** PASSAGE SHOWN **
-- Opening Marker --

Model Extraction Attacks aim at stealing model architecture, training hyperparameters, learned parameters, or model behavior, and are effective across a broad threat landscape that features many practical attack vectors. Today, let’s discuss the most popular techniques for model extraction. Among the myriad of AI model extraction strategies, the most common approaches include:

Alignment-Aware Extraction
Equation-Solving Attacks
Model Leeching
Path-Finding Attacks
Side-Channel Analysis

1. Alignment-Aware Extraction

Alignment-Aware Extraction goes beyond conventional extraction methods by strategically capturing both the functional capabilities and ethical guardrails implemented in modern AI systems. By specifically accounting for alignment procedures like Reinforcement Learning from Human Feedback (RLHF), these attacks create replicas that mirror not just what the original model can do, but also how it has been trained to behave responsibly according to human preferences and safety considerations. This makes the stolen model nearly indistinguishable from the original in both performance metrics and behavioral characteristics, creating a comprehensive duplication that traditional extraction methods cannot achieve.

-- Closing Marker --

Dataset entries

-- Opening Marker --

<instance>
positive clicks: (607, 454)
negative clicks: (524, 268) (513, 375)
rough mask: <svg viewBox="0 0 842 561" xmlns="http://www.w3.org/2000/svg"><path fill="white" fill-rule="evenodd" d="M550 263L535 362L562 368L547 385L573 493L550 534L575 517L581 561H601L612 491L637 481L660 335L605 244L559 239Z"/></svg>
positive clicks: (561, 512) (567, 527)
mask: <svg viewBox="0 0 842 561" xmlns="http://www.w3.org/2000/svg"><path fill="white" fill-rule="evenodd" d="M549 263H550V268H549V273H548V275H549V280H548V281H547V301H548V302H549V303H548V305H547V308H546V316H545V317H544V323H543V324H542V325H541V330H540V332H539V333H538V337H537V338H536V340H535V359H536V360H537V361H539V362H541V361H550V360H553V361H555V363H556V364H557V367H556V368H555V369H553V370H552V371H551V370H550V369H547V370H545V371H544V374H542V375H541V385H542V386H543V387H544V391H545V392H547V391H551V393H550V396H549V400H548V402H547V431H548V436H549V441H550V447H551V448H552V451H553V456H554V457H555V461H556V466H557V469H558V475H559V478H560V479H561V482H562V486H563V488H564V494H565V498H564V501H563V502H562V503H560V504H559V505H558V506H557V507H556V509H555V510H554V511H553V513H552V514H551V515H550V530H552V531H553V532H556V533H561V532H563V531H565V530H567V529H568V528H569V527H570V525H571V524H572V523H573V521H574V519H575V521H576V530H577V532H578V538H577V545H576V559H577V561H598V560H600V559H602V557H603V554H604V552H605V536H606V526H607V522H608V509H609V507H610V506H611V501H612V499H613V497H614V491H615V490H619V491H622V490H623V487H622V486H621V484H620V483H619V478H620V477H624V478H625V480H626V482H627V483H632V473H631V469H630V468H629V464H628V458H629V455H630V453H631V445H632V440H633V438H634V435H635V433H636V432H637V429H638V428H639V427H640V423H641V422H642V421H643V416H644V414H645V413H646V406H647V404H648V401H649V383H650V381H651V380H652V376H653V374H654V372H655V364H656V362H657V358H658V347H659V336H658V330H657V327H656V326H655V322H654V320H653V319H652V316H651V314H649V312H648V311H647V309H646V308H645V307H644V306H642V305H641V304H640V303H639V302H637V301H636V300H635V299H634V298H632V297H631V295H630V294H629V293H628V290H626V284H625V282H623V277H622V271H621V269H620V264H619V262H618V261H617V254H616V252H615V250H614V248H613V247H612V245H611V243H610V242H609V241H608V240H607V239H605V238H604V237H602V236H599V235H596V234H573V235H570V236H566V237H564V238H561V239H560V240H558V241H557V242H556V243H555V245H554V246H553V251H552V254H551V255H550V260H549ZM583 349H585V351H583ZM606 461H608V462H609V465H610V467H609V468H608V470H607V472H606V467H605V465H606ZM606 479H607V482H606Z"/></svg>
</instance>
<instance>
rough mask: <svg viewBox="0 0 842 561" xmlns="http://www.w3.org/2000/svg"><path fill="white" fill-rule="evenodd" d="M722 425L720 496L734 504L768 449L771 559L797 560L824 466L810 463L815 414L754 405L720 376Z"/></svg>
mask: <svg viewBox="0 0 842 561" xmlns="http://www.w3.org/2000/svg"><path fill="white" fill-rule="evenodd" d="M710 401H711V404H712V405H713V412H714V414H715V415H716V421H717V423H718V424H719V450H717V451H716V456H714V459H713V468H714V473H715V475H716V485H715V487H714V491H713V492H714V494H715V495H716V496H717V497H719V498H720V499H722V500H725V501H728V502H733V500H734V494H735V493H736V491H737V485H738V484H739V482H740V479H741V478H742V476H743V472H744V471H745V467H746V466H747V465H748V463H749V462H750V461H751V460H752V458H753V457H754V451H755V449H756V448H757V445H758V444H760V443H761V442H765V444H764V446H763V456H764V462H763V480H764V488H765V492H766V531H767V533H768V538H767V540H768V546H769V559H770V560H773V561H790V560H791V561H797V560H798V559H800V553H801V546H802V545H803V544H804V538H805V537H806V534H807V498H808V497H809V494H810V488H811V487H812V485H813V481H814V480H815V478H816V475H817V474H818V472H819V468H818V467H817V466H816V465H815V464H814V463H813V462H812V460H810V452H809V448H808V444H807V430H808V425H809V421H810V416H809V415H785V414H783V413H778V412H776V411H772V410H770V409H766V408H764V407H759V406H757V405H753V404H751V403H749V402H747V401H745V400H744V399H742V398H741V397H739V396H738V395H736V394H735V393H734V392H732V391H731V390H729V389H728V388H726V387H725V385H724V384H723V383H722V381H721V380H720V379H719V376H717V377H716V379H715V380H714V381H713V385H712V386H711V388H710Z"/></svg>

-- Closing Marker --

** WORK TO COMPLETE **
Copy out, word for word, everything in the passage on model extraction attacks from "1. Alignment-Aware Extraction" down to "methods cannot achieve.".

** OUTPUT OF THE EXERCISE **
1. Alignment-Aware Extraction

Alignment-Aware Extraction goes beyond conventional extraction methods by strategically capturing both the functional capabilities and ethical guardrails implemented in modern AI systems. By specifically accounting for alignment procedures like Reinforcement Learning from Human Feedback (RLHF), these attacks create replicas that mirror not just what the original model can do, but also how it has been trained to behave responsibly according to human preferences and safety considerations. This makes the stolen model nearly indistinguishable from the original in both performance metrics and behavioral characteristics, creating a comprehensive duplication that traditional extraction methods cannot achieve.